# start of Listed entries

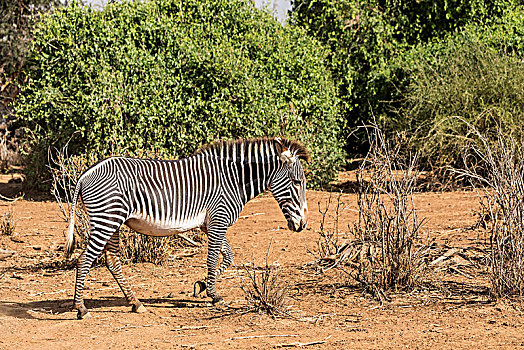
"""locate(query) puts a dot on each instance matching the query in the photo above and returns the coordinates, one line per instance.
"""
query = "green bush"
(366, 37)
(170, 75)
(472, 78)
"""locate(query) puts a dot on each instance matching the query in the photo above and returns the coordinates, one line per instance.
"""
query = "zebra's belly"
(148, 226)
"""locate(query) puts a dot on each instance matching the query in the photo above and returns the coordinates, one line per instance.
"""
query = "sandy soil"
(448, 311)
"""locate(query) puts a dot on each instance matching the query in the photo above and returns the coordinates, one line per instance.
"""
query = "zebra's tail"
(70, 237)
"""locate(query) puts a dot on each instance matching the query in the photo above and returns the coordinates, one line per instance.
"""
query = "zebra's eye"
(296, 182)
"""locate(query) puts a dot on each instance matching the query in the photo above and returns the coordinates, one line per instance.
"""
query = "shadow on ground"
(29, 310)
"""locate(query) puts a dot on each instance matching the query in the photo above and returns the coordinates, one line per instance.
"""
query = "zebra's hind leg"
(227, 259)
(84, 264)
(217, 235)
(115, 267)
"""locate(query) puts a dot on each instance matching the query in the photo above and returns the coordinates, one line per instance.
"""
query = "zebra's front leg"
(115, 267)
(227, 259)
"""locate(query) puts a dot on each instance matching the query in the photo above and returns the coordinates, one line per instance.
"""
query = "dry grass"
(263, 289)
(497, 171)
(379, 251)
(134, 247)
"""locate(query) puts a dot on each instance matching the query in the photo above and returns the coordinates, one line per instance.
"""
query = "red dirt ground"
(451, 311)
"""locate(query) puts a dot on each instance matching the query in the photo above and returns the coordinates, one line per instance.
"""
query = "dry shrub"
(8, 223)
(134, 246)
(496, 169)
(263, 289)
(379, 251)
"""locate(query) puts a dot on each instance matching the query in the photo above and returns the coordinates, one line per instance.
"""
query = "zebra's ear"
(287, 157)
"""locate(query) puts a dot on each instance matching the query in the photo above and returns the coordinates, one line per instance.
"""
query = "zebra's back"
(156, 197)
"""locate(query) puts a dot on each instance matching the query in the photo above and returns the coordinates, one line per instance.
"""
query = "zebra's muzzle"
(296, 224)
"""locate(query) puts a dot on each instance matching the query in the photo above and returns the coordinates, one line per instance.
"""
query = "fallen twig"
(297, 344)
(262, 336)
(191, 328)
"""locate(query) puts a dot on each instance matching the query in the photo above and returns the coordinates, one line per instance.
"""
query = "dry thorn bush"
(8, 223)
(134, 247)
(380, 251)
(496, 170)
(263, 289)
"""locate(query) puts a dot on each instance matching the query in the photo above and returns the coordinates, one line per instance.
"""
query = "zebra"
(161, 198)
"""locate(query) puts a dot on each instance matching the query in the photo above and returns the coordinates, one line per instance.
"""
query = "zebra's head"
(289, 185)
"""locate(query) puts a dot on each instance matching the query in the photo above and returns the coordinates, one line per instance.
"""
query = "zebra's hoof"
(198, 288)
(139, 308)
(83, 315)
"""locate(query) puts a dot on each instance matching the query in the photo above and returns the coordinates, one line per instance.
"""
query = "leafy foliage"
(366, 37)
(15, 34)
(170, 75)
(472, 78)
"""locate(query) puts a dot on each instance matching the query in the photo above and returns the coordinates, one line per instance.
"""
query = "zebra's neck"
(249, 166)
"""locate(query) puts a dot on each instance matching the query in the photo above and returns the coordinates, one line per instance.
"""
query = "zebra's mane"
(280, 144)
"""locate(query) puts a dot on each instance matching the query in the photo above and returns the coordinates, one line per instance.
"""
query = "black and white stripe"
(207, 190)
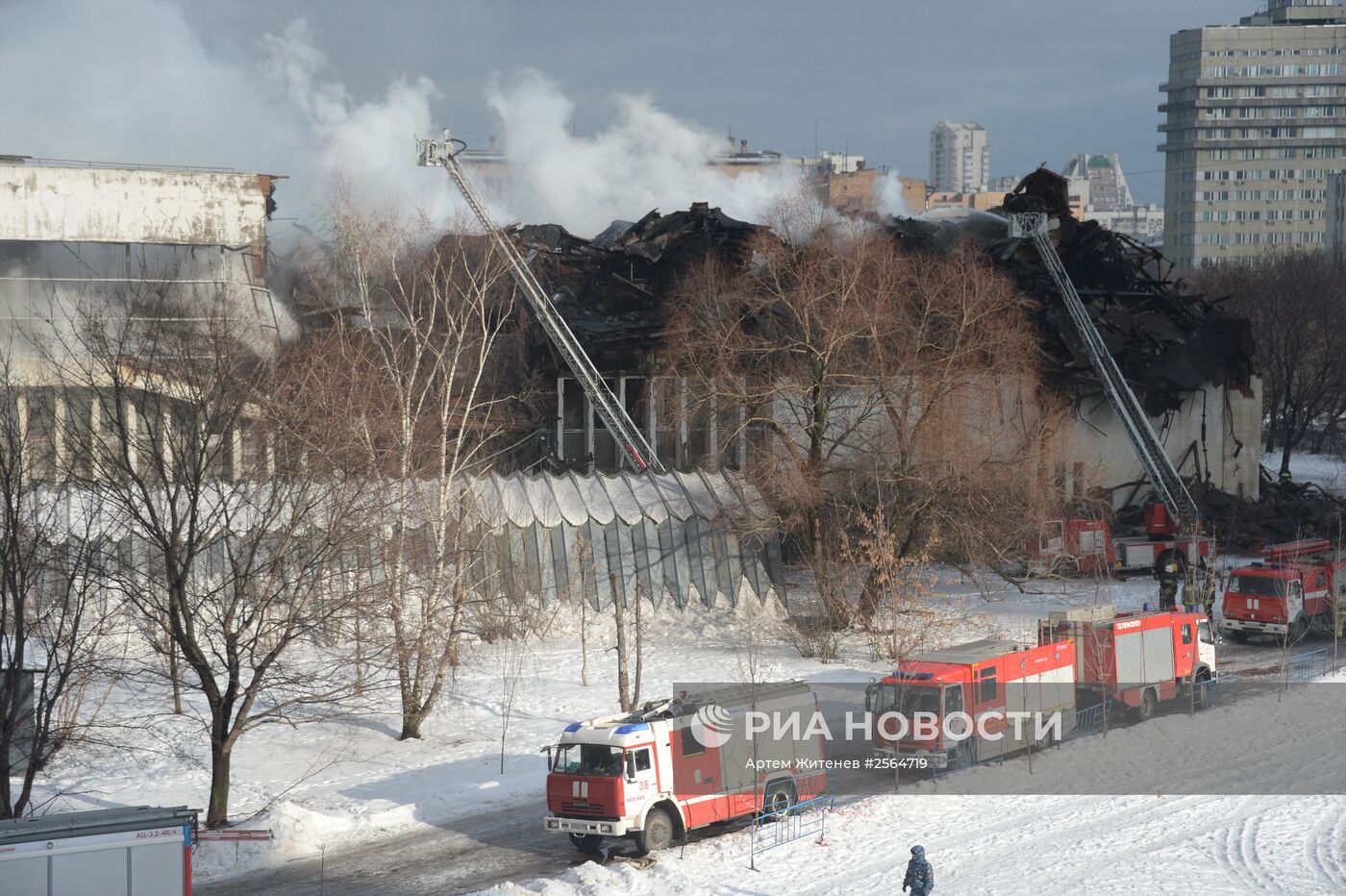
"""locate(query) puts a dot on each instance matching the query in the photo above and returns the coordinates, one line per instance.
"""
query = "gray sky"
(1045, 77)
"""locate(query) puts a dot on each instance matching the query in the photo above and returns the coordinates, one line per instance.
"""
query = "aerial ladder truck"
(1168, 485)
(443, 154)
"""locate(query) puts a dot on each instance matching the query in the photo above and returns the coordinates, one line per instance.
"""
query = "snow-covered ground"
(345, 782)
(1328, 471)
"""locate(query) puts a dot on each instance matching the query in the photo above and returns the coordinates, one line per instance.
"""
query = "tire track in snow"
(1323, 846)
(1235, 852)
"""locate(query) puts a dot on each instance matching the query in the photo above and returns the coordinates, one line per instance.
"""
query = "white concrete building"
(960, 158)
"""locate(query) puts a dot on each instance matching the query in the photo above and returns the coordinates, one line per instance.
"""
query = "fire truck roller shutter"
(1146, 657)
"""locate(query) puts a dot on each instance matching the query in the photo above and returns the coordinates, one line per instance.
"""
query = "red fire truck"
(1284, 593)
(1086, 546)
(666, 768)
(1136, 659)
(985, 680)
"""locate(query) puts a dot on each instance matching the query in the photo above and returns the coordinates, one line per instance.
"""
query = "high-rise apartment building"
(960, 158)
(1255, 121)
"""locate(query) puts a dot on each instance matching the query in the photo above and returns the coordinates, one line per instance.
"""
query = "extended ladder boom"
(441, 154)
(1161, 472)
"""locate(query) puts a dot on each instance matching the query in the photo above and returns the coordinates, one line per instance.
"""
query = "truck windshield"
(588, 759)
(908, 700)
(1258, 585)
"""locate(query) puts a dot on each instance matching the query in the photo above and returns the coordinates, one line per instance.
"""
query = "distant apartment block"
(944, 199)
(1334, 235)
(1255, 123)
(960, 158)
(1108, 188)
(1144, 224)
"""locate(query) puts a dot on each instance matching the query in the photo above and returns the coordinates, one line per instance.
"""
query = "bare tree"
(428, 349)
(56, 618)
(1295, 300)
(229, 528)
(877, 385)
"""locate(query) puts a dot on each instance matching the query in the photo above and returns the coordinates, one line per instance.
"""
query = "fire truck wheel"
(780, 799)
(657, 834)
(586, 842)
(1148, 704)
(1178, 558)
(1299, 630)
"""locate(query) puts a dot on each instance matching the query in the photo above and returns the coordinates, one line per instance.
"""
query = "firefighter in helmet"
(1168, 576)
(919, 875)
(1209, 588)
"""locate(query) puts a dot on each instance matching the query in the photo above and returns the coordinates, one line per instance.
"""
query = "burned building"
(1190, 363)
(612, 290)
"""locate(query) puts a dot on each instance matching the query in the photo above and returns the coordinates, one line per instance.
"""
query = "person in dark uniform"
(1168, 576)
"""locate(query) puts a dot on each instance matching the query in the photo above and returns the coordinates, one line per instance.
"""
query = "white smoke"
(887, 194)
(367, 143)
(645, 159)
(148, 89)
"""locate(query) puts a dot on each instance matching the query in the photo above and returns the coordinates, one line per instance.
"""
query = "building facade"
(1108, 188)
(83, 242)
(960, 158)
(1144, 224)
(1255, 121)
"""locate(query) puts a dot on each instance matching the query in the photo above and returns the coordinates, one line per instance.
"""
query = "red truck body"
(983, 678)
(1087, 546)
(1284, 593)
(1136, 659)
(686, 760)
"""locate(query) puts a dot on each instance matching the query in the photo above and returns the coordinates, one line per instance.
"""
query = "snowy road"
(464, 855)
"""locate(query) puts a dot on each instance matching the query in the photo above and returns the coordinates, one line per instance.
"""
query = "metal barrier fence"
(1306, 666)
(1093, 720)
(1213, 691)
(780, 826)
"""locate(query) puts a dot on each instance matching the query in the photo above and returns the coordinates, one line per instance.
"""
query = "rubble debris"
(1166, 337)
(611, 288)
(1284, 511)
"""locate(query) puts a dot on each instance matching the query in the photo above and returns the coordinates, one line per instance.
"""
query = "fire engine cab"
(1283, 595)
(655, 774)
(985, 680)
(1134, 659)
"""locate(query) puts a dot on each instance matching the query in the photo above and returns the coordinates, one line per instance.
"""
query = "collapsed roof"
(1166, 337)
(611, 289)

# end of Listed entries

Stated task -
Pull out each line of the items that contains the string "ground". Case counts.

Solution for this problem -
query = "shadow on ground"
query = "red dirt ground"
query = "snow-covered ground"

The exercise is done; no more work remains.